ARTICLE =>
╭──

# Making the Move to Guadalajara



## HoneyBee23 (May 12, 2011)

Hey everyone! This is my first post but I have spent all afternoon searching the forum and have found all the info extremely helpful, so thanks to all who have contributed 

My family and I (plus 2 dogs) are moving to Guadalajara at the end of June and I have never driven through Mexico before so I would really appreciate any and all advice anyone can offer. I will be crossing at Nuevo Laredo and I would like to know where a good place to spend a night would be since I don't think we will be able to make the drive in one day and anything to look out for or the best route to take, all that kind of stuff. 

I do have a daughter who will be going to school once we get settled so I was hoping that someone who has been through that process could give some idea of what to expect and what we'll need or any helpful advice you have to offer. 

I will greatly appreciate any and all helpful advice you all have to offer, Thanks in advance.


----------



## conklinwh (Dec 19, 2009)

I can't help with Guadalajara but I just drove 57/85 heading north with no problem.
You didn't say when you planned to cross or which crossing so I will assume reasonably eary(+/-8AM) and in Nuevo Laredo versus Columbia. Immigration/banjercito is located between the Nuevo Laredo crossings and basically under them. Normally this process +/- 30 min. After completing paperwork, take a right exiting the lot and this will take you to the perifique around Nuevo Laredo to 85 south to Monterrey. I always max the cuotas starting with 85D south to Monterrey and then toward & around Saltillo, Matehuala and San Luis Potosi. I would suggest stopping in San Luis Potosi(SLP) as easy drive from the border and easy 2nd day to Guadalajara. My suggestion would also be to take the bypass around San Luis and come into SLP from the south to avoid the frequent "mordita" stop on the libramiento near the airport exit from 57. There are nice places downtown but also a number of reasonable highway hotels. You didn't mention a pet that could limit options.


----------



## HoneyBee23 (May 12, 2011)

Thanks for the reply. And yes I will be crossing at Laredo International bridge hopefully by 7am. I was told to take bridge #2 so that's what I was planning on doing. I will be bringing my 2 dogs with me and since 1 is quite large I doubt there is much chance of "sneaking" her in somewhere so if I can find a pet friendly hotel that would be great, but not absolutely necessary. 

It's great to hear from someone who has just made the drive since I'm sure we all have heard the horror stories and it is a bit worrisome. And thanks for the tip about the Mordita stop, I am hoping to avoid any hassles if possible. 

I do have one more question, I am planning on relying on my GPS for directions so will that have the route to take for the bypass? Or should I get map?


----------



## RVGRINGO (May 16, 2007)

The Guia Roji Gran Atlas is the best road map for Mexico. Get the large size online. In Mexico, you will find large green highway signs very helpful if you plan your trip with a map. Just know where you want to pass through or around, go beyond and go to; picking up the next further city as the signs indicate. A GPS in Mexico can be helpful, or can really confuse you on other than main routes. Also, Mexican road building can outpace the software available, and they get one-way streets & laterals wrong much of the time.


----------



## HoneyBee23 (May 12, 2011)

╰──

(Shape labeling records)

╭──

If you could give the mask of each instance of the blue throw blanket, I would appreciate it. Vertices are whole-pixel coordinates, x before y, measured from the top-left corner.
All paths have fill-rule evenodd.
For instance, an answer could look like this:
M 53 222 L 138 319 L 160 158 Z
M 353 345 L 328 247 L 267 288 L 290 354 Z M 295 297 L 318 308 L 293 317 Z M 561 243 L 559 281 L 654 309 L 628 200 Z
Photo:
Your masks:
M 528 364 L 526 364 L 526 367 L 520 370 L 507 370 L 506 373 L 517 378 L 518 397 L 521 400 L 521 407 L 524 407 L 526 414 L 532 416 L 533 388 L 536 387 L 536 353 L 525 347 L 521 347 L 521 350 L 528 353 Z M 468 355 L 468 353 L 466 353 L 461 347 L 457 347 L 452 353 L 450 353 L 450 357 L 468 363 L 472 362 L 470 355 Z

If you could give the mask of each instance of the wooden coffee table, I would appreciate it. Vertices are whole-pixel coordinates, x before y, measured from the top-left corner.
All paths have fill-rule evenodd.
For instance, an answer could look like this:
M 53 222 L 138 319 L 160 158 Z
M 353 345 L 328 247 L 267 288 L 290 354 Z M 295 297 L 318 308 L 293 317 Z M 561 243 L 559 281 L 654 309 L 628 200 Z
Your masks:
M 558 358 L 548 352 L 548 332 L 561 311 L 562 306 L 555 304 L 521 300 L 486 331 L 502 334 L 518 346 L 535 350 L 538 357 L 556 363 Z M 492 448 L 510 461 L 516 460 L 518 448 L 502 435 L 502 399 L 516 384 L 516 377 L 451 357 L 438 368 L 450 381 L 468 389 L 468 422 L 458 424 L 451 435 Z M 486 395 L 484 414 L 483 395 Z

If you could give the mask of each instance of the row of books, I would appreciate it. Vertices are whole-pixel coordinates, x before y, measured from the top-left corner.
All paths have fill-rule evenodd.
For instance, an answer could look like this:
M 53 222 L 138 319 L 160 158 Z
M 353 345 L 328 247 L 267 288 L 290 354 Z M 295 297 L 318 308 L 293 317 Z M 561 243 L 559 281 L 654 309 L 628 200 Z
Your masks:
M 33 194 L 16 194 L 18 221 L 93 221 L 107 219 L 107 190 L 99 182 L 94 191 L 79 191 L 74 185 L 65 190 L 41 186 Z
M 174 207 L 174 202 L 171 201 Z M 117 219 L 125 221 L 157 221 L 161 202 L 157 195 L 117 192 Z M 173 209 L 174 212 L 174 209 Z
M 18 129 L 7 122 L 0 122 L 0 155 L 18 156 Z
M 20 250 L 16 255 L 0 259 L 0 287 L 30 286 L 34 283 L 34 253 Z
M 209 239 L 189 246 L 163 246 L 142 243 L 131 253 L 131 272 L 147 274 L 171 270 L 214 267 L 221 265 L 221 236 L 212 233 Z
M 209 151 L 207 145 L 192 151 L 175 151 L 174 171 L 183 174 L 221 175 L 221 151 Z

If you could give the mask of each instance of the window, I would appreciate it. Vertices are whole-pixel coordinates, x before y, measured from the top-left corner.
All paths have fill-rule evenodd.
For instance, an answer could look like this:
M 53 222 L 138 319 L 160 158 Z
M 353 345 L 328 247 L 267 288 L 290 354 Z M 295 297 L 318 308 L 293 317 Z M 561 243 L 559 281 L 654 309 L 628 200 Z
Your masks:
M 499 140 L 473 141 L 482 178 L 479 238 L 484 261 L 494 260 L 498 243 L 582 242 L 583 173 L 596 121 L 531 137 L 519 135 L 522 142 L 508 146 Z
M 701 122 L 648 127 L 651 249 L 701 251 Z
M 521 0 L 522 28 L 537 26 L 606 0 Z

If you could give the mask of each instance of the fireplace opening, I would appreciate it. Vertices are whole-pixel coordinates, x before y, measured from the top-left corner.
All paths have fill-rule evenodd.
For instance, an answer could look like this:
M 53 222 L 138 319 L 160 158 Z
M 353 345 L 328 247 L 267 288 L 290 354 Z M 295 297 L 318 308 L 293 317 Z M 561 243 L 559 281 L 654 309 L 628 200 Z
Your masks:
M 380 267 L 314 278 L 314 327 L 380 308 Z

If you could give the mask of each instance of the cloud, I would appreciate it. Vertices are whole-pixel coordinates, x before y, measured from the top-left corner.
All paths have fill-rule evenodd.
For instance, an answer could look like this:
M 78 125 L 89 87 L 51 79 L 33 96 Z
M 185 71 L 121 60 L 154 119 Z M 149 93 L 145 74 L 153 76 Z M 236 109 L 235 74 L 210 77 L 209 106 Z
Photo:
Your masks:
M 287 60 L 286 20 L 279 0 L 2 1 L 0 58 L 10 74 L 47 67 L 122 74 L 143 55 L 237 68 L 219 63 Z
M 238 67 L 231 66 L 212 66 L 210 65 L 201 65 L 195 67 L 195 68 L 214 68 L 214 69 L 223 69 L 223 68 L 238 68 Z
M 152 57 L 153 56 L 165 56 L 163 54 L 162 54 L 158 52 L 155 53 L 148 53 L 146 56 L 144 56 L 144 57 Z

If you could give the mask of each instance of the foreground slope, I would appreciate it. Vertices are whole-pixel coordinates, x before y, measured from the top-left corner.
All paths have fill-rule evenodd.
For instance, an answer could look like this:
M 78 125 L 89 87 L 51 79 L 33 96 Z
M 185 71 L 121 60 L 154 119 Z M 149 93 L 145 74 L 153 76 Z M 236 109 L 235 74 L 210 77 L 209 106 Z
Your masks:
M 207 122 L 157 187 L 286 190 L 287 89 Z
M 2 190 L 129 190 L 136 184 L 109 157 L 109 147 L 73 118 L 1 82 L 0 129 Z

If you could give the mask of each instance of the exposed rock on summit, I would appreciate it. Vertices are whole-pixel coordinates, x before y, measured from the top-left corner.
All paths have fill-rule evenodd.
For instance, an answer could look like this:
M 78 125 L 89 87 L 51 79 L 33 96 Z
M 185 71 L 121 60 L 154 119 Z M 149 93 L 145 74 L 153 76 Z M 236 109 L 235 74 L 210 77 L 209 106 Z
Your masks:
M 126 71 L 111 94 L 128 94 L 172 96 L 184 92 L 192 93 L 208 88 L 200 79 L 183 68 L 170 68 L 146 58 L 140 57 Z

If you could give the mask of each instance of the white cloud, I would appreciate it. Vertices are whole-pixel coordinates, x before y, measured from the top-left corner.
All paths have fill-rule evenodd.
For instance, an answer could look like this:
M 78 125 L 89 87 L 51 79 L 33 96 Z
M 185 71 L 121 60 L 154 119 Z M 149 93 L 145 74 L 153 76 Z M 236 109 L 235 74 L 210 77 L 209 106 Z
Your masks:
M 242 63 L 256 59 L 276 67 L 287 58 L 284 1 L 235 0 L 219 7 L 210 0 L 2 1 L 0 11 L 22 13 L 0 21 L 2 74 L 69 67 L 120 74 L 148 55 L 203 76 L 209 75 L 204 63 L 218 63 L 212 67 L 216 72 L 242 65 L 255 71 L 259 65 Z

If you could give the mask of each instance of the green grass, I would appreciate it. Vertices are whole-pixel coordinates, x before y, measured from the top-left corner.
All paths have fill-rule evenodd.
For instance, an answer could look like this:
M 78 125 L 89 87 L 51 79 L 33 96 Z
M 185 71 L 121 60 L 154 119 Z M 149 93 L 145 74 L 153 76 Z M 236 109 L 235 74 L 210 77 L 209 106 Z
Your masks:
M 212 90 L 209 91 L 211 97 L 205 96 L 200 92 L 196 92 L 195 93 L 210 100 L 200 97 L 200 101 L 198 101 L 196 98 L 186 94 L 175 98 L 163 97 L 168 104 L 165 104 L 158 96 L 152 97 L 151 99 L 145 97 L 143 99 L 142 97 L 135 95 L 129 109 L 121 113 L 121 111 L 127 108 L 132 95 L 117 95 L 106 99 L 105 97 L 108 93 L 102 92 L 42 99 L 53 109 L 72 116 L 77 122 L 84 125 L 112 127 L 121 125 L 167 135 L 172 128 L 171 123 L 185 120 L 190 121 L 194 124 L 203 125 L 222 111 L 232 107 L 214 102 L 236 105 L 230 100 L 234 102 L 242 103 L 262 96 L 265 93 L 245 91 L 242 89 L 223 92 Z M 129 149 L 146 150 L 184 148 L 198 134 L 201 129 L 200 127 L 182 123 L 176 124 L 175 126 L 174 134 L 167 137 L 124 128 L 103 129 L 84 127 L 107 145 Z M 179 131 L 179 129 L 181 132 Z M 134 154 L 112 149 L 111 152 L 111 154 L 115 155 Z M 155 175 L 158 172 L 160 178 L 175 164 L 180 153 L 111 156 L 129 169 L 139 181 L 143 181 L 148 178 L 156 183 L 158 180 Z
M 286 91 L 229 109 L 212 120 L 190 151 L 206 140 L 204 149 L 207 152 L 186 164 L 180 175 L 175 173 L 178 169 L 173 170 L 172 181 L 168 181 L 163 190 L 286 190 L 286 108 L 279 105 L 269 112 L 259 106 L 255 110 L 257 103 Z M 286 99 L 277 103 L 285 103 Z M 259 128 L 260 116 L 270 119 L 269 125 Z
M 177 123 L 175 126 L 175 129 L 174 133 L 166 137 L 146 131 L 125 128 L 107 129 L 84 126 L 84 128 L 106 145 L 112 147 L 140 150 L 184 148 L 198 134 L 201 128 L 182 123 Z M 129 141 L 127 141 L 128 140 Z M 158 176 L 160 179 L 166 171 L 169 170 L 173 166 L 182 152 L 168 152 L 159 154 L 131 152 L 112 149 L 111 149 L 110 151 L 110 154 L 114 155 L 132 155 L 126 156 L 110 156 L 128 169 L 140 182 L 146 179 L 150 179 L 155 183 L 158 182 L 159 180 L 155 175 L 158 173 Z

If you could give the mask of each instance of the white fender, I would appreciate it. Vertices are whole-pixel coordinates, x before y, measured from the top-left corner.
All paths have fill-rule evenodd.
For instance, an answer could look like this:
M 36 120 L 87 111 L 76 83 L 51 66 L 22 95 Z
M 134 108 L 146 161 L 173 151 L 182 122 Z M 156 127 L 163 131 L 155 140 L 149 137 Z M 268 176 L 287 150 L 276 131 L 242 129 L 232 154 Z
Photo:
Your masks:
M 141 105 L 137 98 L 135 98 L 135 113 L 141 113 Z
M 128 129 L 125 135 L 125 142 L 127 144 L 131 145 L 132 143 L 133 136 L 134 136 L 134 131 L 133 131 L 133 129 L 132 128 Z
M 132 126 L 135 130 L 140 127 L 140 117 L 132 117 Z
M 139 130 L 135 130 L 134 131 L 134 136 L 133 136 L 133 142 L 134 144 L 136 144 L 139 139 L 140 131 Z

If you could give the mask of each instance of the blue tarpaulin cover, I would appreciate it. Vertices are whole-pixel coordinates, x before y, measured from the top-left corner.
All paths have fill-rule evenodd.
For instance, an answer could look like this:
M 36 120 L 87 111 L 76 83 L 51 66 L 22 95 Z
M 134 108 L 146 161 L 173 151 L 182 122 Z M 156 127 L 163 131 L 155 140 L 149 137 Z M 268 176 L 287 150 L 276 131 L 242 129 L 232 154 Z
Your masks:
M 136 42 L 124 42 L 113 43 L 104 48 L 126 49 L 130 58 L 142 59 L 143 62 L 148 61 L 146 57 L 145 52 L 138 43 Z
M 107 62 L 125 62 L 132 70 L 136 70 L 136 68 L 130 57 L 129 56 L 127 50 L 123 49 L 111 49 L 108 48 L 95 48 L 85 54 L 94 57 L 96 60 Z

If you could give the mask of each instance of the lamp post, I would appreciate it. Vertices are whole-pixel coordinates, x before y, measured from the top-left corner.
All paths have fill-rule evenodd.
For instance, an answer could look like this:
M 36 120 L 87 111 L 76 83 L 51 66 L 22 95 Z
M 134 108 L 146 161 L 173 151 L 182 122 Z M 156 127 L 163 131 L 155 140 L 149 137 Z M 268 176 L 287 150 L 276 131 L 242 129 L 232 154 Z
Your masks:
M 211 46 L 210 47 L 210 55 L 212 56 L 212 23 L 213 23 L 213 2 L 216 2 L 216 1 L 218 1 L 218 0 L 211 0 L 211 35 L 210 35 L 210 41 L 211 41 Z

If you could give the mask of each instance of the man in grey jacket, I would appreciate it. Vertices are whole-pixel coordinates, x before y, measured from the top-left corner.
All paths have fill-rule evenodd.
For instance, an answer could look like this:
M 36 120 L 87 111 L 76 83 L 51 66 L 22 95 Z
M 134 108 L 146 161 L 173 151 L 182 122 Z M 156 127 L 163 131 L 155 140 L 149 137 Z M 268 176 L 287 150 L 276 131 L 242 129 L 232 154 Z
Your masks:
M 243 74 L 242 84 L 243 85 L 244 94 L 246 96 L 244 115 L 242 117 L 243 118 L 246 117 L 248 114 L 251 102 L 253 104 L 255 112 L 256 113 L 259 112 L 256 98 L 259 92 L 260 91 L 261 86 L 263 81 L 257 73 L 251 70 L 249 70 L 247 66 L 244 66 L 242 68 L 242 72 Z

╰──

STATED TASK 1 =>
In the shape labeling entries, take the lines starting with the one containing "the blue tarpaulin" and running through the one containing "M 107 62 L 125", and write them out again with "blue tarp" substituted for "blue tarpaulin cover" and nothing else changed.
STATED TASK 2 =>
Resume the forum thread about moving to Guadalajara from the point where it stops.

EXERCISE ANSWER 1 =>
If you could give the mask of each instance of the blue tarp, I would appreciate it. Vertices are whole-pixel coordinates, x before y, measured from the top-left corner.
All paths have fill-rule evenodd.
For instance, an answer could look like this:
M 36 120 L 87 111 L 76 83 L 51 66 L 22 95 Z
M 134 108 L 146 161 L 173 151 L 182 122 Z M 156 127 L 163 131 L 155 140 L 149 137 Z M 268 176 L 287 150 L 276 131 L 242 129 L 232 154 Z
Your masks:
M 136 42 L 124 42 L 113 43 L 104 48 L 126 49 L 130 58 L 142 59 L 143 62 L 148 61 L 146 57 L 145 52 L 138 43 Z
M 107 62 L 125 62 L 132 70 L 136 70 L 136 68 L 130 57 L 129 56 L 127 50 L 123 49 L 111 49 L 108 48 L 95 48 L 85 54 L 94 57 L 96 60 Z

EXERCISE ANSWER 2 =>
RVGRINGO said:


> The Guia Roji Gran Atlas is the best road map for Mexico. Get the large size online. In Mexico, you will find large green highway signs very helpful if you plan your trip with a map. Just know where you want to pass through or around, go beyond and go to; picking up the next further city as the signs indicate. A GPS in Mexico can be helpful, or can really confuse you on other than main routes. Also, Mexican road building can outpace the software available, and they get one-way streets & laterals wrong much of the time.


In that case I will def. invest in a map. 

Are the hotels by the highway usually safe or is it better to stay somewhere in the city? 

Also it is my understanding that the toll roads only accept pesos, is that correct?


----------



## conklinwh (Dec 19, 2009)

In an earlier thread, there was a discussion about dog friendly hotels in San Luis Potosi but I'd have to look up. The highway hotels I was suggesting are inside city limits and very safe, they are just on highway versus in city center. There are a number of people on this site that recommend "no tell" motels for pets but I've not tried as easy drive my place to the border.
Re: GPS, there are better GPS maps than I have but I would second the physical map approach as my GPS lags new roads.
Expect that you have looked up and have your entry paperwork planned. Key for me is the 5 day time between when paperwork signed and border crossing as I am in NC and like to see my daughter in Memphis on the way. BTW, I have never been asked for pet paperwork but always have anyway just in case.
I know it a push but if you really crossed border at Laredo at 7AM and reasonable document time, you could make Guadalajara in daylight if that a more comfortable stop.


----------



## RVGRINGO (May 16, 2007)

Do make it a point to get pesos at an ATM as soon as you cross the border. You'll be in Mexico and pesos are the currency of choice. The US dollar isn't as popular as it once was. The toll roads take pesos. So, be sure to have your ATM debit card in hand and to have notified your bank that you will be using it in Mexico. You can also have them raise the daily limit to $600 USD, so you can get 6000 - 7000 pesos at a pop, minimizing the fees.
We've never had a problem with any hotel in Mexico; even the most modest ones. That said, staying in the 'centro' of any city is always much more interesting and offers a lot more choices of places to eat. If you stop in San Luis Potosi, where we use the Hotel Concordia (Google "Hoteles en San Luis Potosi"), you may even catch an evening band concert in the main square, a couple of blocks away. They have a fantastic band on Sunday evenings. We always get disoriented, but just follow any 'main drag' until you come to a big green sign for 'Guadalajara'.


----------



## ronb172 (Mar 16, 2011)

I dont' think it was mentioned here on this thread, but go to "gringodog.com" and you can find pet friendly places to stay


----------



## HoneyBee23 (May 12, 2011)

conklinwh said:


> In an earlier thread, there was a discussion about dog friendly hotels in San Luis Potosi but I'd have to look up. The highway hotels I was suggesting are inside city limits and very safe, they are just on highway versus in city center. There are a number of people on this site that recommend "no tell" motels for pets but I've not tried as easy drive my place to the border.
> Re: GPS, there are better GPS maps than I have but I would second the physical map approach as my GPS lags new roads.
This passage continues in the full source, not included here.